Cette section est complémentaire à celle sur la base légale de collecte dans le secteur humanitaire au sein du pilier réglementaire, qui aborde l’aspect légal du sujet (Sous-section 3.1 - Décryptage du RGPD). C’est la dimension pratique et terrain du consentement qui est présentée ici. Vous trouverez plus d’informations sur ce à quoi correspond le consentement dans la sous-section Glossaire et définitions.

À retenir

Le consentement est une pratique longtemps généralisée qui est aujourd’hui remise en question, étant donne que les conditions pour son obtention – s’appuyant sur un réel choix informe, sans déséquilibre dans la relation avec les populations- sont rarement réunies dans les contextes d’intervention des ONG.

Il semble donc plus respectueux des populations concernées de maintenir le consentement comme base légale uniquement pour les situations ou des données particulièrement a risque sont collectées.

Cela implique néanmoins de mettre en place pour toutes les autres collectes des mécanismes de gestion responsable des données plus pousses que ce qui aurait été envisagé avec l’obtention du consentement.

Le consentement est la pratique en gestion responsable de données qui est la plus remise en question aujourd’hui. Bien que semblant une évidence sur le principe pour justifier une collecte de données personnelles, son obtention (si l’on considère que c’est un consentement informé et éclairé qui est donné) est en fait très difficile dans le secteur de la solidarité internationale (voir « Le consentement : une base légale sur-utilisée ? » pour mieux comprendre la question des bases légales de collecte et du côté souvent inapproprié du consentement).

Comme le dit si bien The Engine Room, ONG qui aide à une utilisation plus responsable de la technologie dans le secteur de la justice sociale et qui aborde fréquemment le sujet par le biais de la communauté « responsible data», «Le fait qu’une personne ait signé un formulaire signifie-t-il qu’elle comprend vraiment tout ce qu’elle accepte ? « Et, au delà, « Comment pouvons-nous réimaginer le consentement éclairé d’une manière qui respecte la dignité et les droits des communautés que nous servons ? « , « Et si nous allons au-delà du consentement, à quoi ressemblerait une approche de la collecte de données respectueuse des droits ? » (Source : Unpacking informed consent, ressource disponible seulement en anglais). Le sujet soulève plus de questions qu’il n’y répond, mais nous allons chercher à vous aider en pratique à ce sujet.

Rappelons juste qu’il est approprié si la personne a un choix réel et un contrôle concret sur la manière dont ses données seront utilisées.

5.3.1 Questions directrices

Voici un déroulé de questions que vous pouvez vous poser pour vous guider dans votre choix :

i. Le consentement est-il la base légale à utiliser dans votre cas ?

Afin de répondre à cette première question, vous pouvez vous référez à la sous-section sur les outils pour vous aider à déterminer la base légale la plus appropriée.

ii. Si oui, comment obtenir le consentement dans de bonnes conditions ?

[Extraits d'enregistrements de segmentation]
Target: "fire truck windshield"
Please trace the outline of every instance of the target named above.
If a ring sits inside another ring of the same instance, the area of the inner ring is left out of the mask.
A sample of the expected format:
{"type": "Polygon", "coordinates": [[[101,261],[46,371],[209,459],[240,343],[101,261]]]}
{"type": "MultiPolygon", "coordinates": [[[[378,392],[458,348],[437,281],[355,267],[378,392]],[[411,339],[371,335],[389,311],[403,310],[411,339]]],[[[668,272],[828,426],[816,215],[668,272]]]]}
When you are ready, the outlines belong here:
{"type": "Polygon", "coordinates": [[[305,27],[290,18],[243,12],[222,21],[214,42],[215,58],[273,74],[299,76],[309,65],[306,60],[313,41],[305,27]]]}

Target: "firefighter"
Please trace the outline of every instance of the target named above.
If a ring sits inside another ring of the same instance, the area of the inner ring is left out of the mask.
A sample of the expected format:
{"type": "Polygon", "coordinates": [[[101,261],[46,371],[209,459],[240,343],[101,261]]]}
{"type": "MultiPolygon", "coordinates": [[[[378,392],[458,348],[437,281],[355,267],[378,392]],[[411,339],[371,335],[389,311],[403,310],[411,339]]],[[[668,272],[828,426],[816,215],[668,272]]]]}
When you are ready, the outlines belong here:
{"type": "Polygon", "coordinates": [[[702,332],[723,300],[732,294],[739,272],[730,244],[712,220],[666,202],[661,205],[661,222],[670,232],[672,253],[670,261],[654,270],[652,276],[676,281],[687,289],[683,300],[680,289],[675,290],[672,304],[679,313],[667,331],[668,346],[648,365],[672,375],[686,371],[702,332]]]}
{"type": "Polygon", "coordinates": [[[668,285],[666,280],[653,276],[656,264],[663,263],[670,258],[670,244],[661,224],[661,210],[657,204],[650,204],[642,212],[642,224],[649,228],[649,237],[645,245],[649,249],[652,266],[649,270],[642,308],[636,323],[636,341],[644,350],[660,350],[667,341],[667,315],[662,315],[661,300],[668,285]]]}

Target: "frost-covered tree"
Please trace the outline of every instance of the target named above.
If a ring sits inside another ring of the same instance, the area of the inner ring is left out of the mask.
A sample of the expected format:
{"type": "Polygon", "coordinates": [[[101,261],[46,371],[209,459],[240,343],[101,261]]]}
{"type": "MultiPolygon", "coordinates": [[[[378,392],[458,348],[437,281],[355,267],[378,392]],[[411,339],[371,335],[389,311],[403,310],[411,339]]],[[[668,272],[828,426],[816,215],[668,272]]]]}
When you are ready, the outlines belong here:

** CONSIGNE **
Répondez brièvement à partir du texte sur le consentement.
(a) Pour quelles situations le texte juge-t-il plus respectueux de maintenir le consentement comme base légale ?
(b) Qu'est-ce que The Engine Room, selon le texte ?
(c) À quelle condition le consentement est-il approprié ?

** RÉPONSE **
(a) Uniquement pour les situations où des données particulièrement à risque sont collectées.
(b) Une ONG qui aide à une utilisation plus responsable de la technologie dans le secteur de la justice sociale.
(c) Si la personne a un choix réel et un contrôle concret sur la manière dont ses données seront utilisées.